▶ **Textauszug**
►
Der Kanzler Luther hat die Dinge schmählich treiben lassen. Als er mit seinem Kabinett sich hinter das Gutachten des Staatssekretärs Joël vom Reichsjustizministerium stellte, da hätte es bei solcher Auffassung der Regierung nur die eine Möglichkeit gegeben: sofortige Demission. Aber Herr Dr. Luther hoffte, einen Sturm durch Nichtbeachtung bewältigen zu können: die Sache wird sich schon totlaufen! Herr Dr. Luther, ein Politiker von Qualitäten, die grade der Gegner nicht verkleinern darf, beweist nur wieder, daß er außerhalb der traulichen Couloir-Ecken, wo widerspenstige Fraktionshäupter mit Zureden und Versprechen willig geplaudert werden, unbeholfen und begriffsstutzig bleibt. Eingefuchst auf Interessen und Launen der Berufspolitiker sieht er in einer Volksbewegung eine Größe, mit der nicht zu rechnen ist. Das feine Organ für den Mann auf der Straße, das in hohem Maße dem konservativen Baldwin eigen, fehlt dem einstigen liberalen Stadthaupt von Essen vollständig.
◄
▶ **Auftrag 1**
Gib alle Zeilen von der Zeile mit „need box >> boy's teeth“ bis einschließlich der letzten Zeile erneut aus. Erhöhe dabei jede Koordinate in den eckigen Klammern um 144.

▶ **Arbeitsmaterial**
►
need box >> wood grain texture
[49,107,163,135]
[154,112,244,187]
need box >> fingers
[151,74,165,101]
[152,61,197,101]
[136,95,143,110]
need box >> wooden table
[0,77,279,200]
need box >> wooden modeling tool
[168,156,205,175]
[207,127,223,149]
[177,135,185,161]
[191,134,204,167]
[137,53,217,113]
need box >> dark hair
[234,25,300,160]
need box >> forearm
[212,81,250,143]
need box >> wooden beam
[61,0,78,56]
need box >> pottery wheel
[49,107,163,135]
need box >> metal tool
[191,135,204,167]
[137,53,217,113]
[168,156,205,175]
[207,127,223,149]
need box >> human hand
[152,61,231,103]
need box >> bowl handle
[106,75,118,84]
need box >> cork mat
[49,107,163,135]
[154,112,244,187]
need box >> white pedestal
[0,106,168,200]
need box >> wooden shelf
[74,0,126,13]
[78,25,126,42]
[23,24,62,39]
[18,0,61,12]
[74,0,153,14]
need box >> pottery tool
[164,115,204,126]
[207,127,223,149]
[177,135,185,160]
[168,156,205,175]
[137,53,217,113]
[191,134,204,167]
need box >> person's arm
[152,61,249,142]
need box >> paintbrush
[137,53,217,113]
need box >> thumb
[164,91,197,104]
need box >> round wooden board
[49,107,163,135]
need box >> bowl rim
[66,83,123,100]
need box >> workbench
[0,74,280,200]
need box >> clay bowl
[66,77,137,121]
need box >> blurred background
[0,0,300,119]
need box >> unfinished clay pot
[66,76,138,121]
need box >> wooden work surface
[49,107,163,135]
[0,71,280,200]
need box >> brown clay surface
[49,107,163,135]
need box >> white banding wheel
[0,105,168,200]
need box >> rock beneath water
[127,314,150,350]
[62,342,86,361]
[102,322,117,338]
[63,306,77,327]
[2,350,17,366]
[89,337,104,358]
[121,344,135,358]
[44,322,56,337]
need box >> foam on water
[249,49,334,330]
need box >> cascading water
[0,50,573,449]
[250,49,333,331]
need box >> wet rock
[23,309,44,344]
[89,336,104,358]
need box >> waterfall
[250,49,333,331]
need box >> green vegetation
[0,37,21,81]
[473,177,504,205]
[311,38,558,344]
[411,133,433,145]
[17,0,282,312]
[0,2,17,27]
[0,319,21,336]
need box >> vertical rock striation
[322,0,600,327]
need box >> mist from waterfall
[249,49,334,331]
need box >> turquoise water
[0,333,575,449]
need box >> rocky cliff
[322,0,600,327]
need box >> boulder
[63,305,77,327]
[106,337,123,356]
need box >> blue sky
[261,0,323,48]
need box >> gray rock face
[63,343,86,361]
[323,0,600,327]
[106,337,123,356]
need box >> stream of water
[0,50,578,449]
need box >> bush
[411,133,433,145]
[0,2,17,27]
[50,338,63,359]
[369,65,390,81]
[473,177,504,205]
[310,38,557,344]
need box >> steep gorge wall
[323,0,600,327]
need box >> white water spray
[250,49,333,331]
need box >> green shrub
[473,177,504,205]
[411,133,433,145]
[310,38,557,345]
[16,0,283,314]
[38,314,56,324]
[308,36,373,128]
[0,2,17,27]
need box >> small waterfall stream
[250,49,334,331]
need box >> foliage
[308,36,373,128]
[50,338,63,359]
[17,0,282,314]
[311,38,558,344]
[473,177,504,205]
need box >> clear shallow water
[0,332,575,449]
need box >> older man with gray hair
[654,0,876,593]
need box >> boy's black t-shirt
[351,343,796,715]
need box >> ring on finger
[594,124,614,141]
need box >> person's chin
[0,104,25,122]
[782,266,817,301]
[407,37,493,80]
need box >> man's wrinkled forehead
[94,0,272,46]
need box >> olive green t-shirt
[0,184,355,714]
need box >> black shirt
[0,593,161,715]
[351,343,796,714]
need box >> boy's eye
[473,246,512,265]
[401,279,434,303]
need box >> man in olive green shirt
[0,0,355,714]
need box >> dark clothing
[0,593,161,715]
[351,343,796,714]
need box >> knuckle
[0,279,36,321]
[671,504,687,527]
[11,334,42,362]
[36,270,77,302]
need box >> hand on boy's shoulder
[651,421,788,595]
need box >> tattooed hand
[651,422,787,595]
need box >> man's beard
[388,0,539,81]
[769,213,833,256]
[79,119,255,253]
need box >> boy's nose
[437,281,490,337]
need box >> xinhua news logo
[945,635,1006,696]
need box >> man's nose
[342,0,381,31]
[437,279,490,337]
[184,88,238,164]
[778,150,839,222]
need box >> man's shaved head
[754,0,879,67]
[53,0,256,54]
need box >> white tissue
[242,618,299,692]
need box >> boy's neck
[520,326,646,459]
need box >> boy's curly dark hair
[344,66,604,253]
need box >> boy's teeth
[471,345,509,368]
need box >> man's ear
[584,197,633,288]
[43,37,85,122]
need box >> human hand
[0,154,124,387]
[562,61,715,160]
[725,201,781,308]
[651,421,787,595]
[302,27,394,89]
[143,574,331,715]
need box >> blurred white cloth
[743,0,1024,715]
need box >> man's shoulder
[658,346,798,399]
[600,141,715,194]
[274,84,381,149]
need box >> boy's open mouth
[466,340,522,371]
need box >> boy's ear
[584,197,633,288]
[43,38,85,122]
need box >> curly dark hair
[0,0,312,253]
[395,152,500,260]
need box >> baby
◄
▶ **Auftrag 2**
Welche Personen werden im Textauszug mit Namen genannt?

▶ **Musterlösung 1**
need box >> boy's teeth
[615,489,653,512]
need box >> man's ear
[728,341,777,432]
[187,181,229,266]
need box >> human hand
[144,298,268,531]
[706,205,859,304]
[869,345,925,452]
[795,565,931,739]
[446,171,538,233]
[287,718,475,859]
need box >> blurred white cloth
[887,144,1168,859]
need box >> man's shoulder
[802,490,942,543]
[744,285,859,338]
[418,228,525,293]
need box >> boy's open mouth
[610,484,666,515]
need box >> boy's ear
[728,341,777,432]
[187,182,229,266]
need box >> curly dark hair
[144,144,456,397]
[539,296,644,404]
need box >> baby

▶ **Musterlösung 2**
Luther, Joël, Baldwin